◆ DATASET

☆ ☆ ☆

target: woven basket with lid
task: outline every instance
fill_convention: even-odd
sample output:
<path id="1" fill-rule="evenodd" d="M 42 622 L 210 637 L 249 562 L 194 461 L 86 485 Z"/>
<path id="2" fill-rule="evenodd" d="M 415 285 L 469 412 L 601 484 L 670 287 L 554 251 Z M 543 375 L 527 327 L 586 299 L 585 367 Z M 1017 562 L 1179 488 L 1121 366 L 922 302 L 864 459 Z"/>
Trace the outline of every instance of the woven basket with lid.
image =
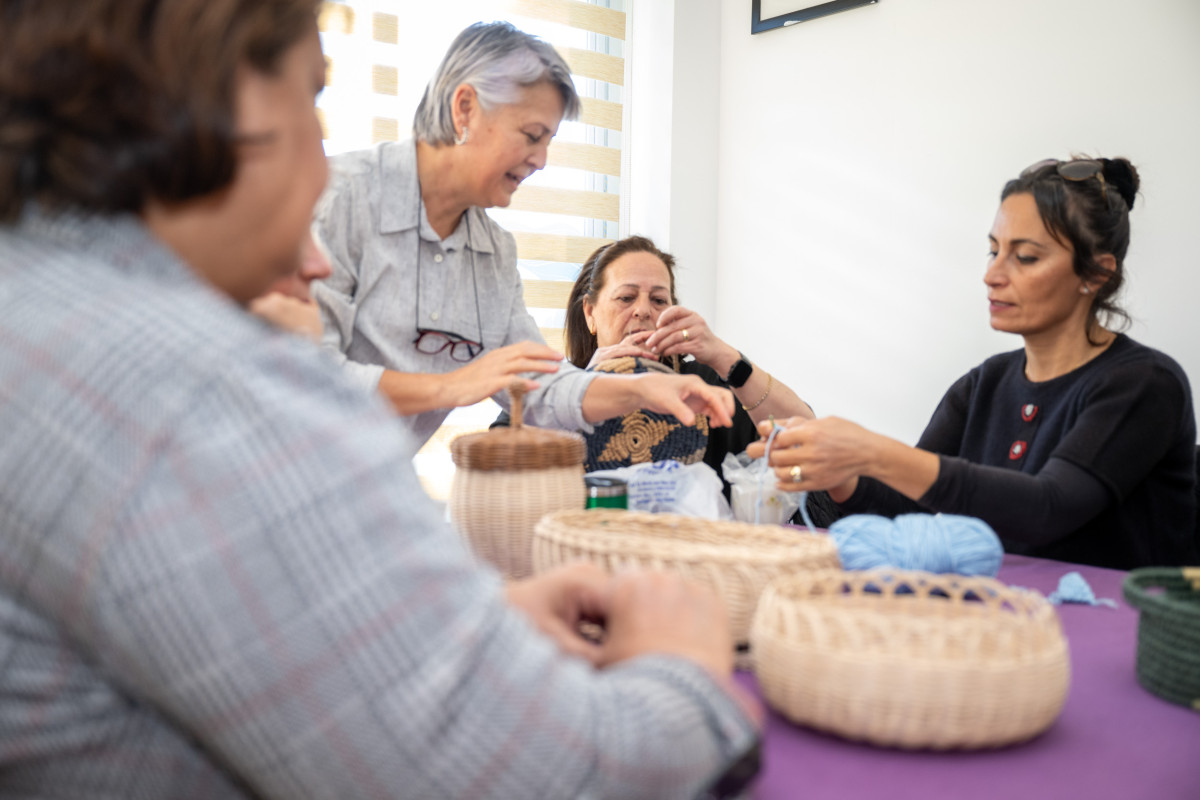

☆ ☆ ☆

◆ WHAT YOU NEED TO DO
Which of the lines above hold the string "basket"? Copy each one.

◆ EXERCISE RESPONSE
target: woven basket with lid
Trace the outline of every instance of the woven basket with lid.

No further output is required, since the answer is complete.